◆ SUPPLIED RECORDS:
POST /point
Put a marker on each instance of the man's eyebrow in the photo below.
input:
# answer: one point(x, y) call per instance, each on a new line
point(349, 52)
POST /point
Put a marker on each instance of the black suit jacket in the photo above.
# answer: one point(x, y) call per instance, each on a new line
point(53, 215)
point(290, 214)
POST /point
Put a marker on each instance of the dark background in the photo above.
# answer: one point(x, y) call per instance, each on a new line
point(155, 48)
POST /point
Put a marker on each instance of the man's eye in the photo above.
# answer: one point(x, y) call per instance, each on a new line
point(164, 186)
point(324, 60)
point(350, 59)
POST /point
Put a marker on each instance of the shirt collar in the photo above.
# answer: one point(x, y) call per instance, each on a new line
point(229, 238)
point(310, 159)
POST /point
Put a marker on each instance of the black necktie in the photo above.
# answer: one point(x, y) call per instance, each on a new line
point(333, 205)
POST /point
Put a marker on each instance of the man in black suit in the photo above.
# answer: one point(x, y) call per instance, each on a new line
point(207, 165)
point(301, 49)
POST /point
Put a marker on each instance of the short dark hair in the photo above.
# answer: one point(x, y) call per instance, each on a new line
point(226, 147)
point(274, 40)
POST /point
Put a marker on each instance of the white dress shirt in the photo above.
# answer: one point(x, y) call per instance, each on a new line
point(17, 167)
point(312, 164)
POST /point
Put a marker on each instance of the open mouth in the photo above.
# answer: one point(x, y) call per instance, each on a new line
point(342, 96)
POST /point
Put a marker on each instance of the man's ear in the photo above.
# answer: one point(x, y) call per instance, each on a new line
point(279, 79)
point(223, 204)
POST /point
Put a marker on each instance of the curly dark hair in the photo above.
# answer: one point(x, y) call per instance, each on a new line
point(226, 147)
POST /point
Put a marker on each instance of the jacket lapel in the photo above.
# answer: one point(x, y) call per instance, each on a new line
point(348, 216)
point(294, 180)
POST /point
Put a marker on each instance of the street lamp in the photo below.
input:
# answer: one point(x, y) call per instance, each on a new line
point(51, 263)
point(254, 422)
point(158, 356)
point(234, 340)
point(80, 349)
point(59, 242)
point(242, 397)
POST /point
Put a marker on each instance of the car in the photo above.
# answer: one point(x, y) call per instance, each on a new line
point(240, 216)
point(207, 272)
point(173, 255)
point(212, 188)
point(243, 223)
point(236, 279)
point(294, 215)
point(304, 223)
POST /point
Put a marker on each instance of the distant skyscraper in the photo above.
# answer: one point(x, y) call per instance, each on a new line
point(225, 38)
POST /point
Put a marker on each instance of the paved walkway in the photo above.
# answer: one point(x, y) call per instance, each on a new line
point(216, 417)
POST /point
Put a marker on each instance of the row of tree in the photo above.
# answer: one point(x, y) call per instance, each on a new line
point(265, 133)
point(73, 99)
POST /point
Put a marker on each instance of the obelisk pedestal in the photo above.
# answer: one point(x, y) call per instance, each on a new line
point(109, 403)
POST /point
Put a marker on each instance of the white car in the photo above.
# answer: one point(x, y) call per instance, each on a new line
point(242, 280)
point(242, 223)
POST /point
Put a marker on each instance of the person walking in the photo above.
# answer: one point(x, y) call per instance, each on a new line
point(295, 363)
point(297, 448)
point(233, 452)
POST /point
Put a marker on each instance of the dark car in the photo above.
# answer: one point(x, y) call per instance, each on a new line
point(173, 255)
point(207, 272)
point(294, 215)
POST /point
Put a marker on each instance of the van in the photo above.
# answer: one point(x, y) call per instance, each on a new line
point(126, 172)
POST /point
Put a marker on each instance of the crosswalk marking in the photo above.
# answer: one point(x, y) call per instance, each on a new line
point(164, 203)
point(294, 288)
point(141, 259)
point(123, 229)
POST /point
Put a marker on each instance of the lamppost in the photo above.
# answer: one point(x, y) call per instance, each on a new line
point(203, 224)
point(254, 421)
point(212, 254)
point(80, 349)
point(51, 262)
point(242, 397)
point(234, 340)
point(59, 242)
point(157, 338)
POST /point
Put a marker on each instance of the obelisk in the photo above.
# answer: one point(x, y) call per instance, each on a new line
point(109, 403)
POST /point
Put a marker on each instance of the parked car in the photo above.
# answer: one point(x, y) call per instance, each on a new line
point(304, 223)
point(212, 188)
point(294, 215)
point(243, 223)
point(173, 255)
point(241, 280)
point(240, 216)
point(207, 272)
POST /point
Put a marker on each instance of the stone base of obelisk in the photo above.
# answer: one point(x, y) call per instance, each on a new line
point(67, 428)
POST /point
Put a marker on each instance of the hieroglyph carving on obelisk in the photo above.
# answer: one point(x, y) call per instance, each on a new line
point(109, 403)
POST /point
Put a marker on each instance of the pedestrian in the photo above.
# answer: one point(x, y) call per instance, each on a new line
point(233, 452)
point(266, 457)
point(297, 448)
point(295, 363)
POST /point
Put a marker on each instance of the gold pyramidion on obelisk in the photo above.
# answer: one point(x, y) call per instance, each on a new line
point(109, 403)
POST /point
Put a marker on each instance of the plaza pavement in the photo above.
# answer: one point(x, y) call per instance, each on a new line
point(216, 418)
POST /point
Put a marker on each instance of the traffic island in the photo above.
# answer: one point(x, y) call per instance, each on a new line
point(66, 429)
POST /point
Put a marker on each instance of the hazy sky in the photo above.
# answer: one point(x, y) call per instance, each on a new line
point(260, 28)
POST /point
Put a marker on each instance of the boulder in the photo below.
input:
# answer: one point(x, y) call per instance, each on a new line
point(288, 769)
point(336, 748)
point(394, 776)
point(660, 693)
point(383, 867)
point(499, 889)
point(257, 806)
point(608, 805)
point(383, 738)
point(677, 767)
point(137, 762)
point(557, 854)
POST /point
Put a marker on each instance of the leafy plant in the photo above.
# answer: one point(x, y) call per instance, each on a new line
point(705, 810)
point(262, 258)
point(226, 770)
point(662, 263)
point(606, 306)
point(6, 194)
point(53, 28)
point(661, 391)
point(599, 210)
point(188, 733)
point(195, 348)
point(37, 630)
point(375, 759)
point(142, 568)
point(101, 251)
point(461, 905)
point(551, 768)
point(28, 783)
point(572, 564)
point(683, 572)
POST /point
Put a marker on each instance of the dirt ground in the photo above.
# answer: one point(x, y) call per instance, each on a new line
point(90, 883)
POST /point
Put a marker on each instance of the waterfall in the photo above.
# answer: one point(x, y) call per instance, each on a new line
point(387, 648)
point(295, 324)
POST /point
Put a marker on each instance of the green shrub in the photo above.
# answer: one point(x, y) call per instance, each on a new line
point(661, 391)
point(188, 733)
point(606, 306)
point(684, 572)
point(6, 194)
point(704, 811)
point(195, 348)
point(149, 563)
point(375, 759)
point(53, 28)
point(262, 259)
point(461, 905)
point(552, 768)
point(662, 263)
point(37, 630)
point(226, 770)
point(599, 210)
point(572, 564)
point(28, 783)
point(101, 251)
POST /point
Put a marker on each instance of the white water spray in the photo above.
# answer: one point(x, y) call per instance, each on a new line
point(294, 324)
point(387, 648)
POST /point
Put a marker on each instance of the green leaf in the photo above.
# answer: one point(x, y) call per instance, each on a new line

◆ PROBLEM STATEMENT: Copy every item above word for word, changing nothing.

◆ SOLUTION FOR THIS TASK:
POST /point
Put a marker on each instance of the man's eyebrow in the photo below.
input:
# answer: one point(x, y) call per instance, each on a new line
point(349, 52)
POST /point
Put a marker on each instance of the black suit jacket in the photo above.
# answer: one point(x, y) call per instance, each on a new line
point(53, 215)
point(290, 214)
POST /point
Put a marker on each instance of the dark background in the photo above.
# answer: one point(x, y) call per instance, each on a new line
point(155, 48)
POST /point
Put a marker on each instance of the man's eye in the photo above.
# answer: one point(x, y) call per instance, each on a new line
point(164, 186)
point(324, 60)
point(350, 59)
POST /point
Put a marker on each instance of the shirt collar in the photo above.
# answer: one point(x, y) call per instance, each on a new line
point(229, 238)
point(310, 159)
POST /point
Put a marker on each instance of the black necktie in the photo above.
# answer: one point(x, y) call per instance, each on a new line
point(333, 205)
POST /point
Put a marker on each instance of the man in black suit in the photo above.
# answer: one point(x, y) call per instance, each on a new line
point(207, 165)
point(301, 49)
POST /point
Put a marker on each instance of the short dark hair in the photo above.
# answer: one point(x, y) call per instance, each on a new line
point(226, 147)
point(274, 40)
POST /point
Put a marker on each instance of the white dress shirt in the photo above.
# answer: one point(x, y) call per instance, each on a new line
point(17, 167)
point(312, 164)
POST /point
Put a marker on each instance of the open mouth in the photo above.
# answer: one point(x, y) call per instance, each on a new line
point(342, 96)
POST /point
Put a marker on each instance of the man's ear in the photo above.
# answer: one point(x, y) call per instance, each on a new line
point(279, 79)
point(223, 204)
POST /point
Put a marker on each instance of the curly dark hair in the photo above.
# answer: one point(x, y) call per instance, each on a new line
point(226, 147)
POST /point
Put a marker on each instance of the jacket lapel in the photo above.
# answer: one point(x, y) call per instance, each on a new line
point(348, 216)
point(294, 180)
POST /point
Put a marker on each instance of the street lamp in the photo below.
input:
# answer: one point(x, y) call per instance, each on a new line
point(51, 263)
point(254, 422)
point(158, 356)
point(234, 340)
point(80, 349)
point(59, 242)
point(242, 397)
POST /point
Put a marker on each instance of the car in the photo above.
# answer: one point(x, y) call per instance, each on a new line
point(240, 216)
point(207, 272)
point(173, 255)
point(212, 188)
point(243, 223)
point(236, 279)
point(294, 215)
point(304, 223)
POST /point
Put a marker on each instance of the distant skyscraper in the photo above.
# answer: one point(x, y) call per instance, each on a new line
point(225, 38)
POST /point
Put a marker on each instance of the paved walkway in the photo above.
# answer: one point(x, y) call per instance, each on a new line
point(216, 417)
POST /point
Put a marker on each instance of the row of tree in the photo above.
# answer: one point(x, y) call per instance, each on a new line
point(265, 133)
point(73, 99)
POST /point
Put a marker on each instance of the obelisk pedestal in the photo above.
# answer: one point(x, y) call per instance, each on a new line
point(109, 403)
POST /point
Put a marker on each instance of the white car in the photo above.
# answer: one point(x, y) call per instance, each on a new line
point(242, 280)
point(242, 223)
POST /point
Put a marker on each instance of the person walking in the photo above.
# answer: one point(x, y) call per instance, each on a new line
point(295, 363)
point(297, 448)
point(233, 452)
POST /point
Put a marker on each instance of the dark car in the photo above.
# answer: one point(x, y) call per instance, each on a new line
point(173, 255)
point(207, 272)
point(294, 215)
POST /point
Put a marker on each instance of the van in the photo above.
# answer: one point(x, y) call per instance, each on a new line
point(126, 172)
POST /point
Put a marker on each instance of the crosswalk marking in the photo above.
# answer: one point(x, y) call per instance, each on a new line
point(164, 203)
point(294, 288)
point(141, 259)
point(123, 229)
POST /point
Put a marker on each instance of the lamppost in the photo above.
# answer: one point(x, y) call per instance, each on a new line
point(203, 224)
point(254, 421)
point(212, 254)
point(80, 349)
point(51, 262)
point(242, 397)
point(234, 340)
point(59, 242)
point(157, 338)
POST /point
Put a marker on each instance of the obelisk in the photo above.
# answer: one point(x, y) call per instance, each on a new line
point(109, 403)
POST /point
Put a marker on each instance of the parked car in the photo above.
# answer: one point(x, y) call per instance, each on a new line
point(304, 223)
point(212, 188)
point(294, 215)
point(243, 223)
point(173, 255)
point(241, 280)
point(240, 216)
point(207, 272)
POST /point
Put a marker on each instance of the stone base of obelisk in the photo above.
# answer: one point(x, y) call per instance, each on a new line
point(67, 428)
POST /point
Put a marker on each instance of the hieroglyph carving on obelisk in the photo above.
# answer: one point(x, y) call per instance, each on a new line
point(109, 403)
POST /point
Put a marker on each instance of the pedestrian in the photo above.
# answer: one point(x, y) call per instance, each on a new line
point(233, 452)
point(266, 457)
point(297, 448)
point(295, 363)
POST /point
Put a marker on each instance of the gold pyramidion on obelisk in the photo above.
# answer: one point(x, y) call per instance, each on a new line
point(109, 403)
POST /point
Put a marker on each instance of the plaza pavement in the photo above.
# answer: one point(x, y) call per instance, each on a new line
point(216, 418)
POST /point
Put a marker on each instance of the traffic island in the photo above.
# answer: one point(x, y) call per instance, each on a new line
point(66, 429)
POST /point
Put a marker on each instance of the hazy sky in the photo above.
# answer: one point(x, y) call per instance, each on a new line
point(260, 28)
POST /point
Put a marker on each instance of the boulder in the photo below.
input:
# answer: one point(x, y) call per instance, each on a new line
point(288, 769)
point(336, 748)
point(394, 776)
point(660, 693)
point(383, 867)
point(499, 889)
point(257, 806)
point(608, 805)
point(383, 738)
point(677, 767)
point(137, 762)
point(557, 854)
POST /point
Put a marker on each instance of the leafy plant in the photo above.
# answer: one point(x, y) call per instance, each on a new line
point(705, 810)
point(262, 258)
point(226, 770)
point(662, 263)
point(606, 306)
point(6, 194)
point(53, 28)
point(661, 391)
point(599, 210)
point(188, 733)
point(195, 348)
point(37, 630)
point(375, 759)
point(142, 568)
point(101, 251)
point(461, 905)
point(551, 768)
point(28, 783)
point(572, 564)
point(683, 572)
POST /point
Put a marker on each instance of the dirt ground in the photo above.
# answer: one point(x, y) call per instance, each on a new line
point(90, 883)
POST /point
Put a marker on each instance of the waterfall in the photo above.
# answer: one point(x, y) call per instance, each on a new line
point(387, 648)
point(295, 324)
POST /point
Put a marker on each instance of the green shrub in the photo above.
# answer: one point(x, y) call per instance, each on a new line
point(661, 391)
point(188, 733)
point(606, 306)
point(684, 572)
point(6, 194)
point(704, 811)
point(195, 348)
point(149, 563)
point(375, 759)
point(53, 28)
point(262, 259)
point(461, 905)
point(552, 768)
point(662, 263)
point(37, 630)
point(226, 770)
point(599, 210)
point(572, 564)
point(28, 783)
point(101, 251)
POST /point
Put a marker on each instance of the white water spray in the photo above.
# answer: one point(x, y) call per instance, each on a new line
point(294, 324)
point(387, 648)
POST /point
Put a marker on each instance of the green leaf in the photo above.
# answer: one point(x, y) call per instance, each on a new line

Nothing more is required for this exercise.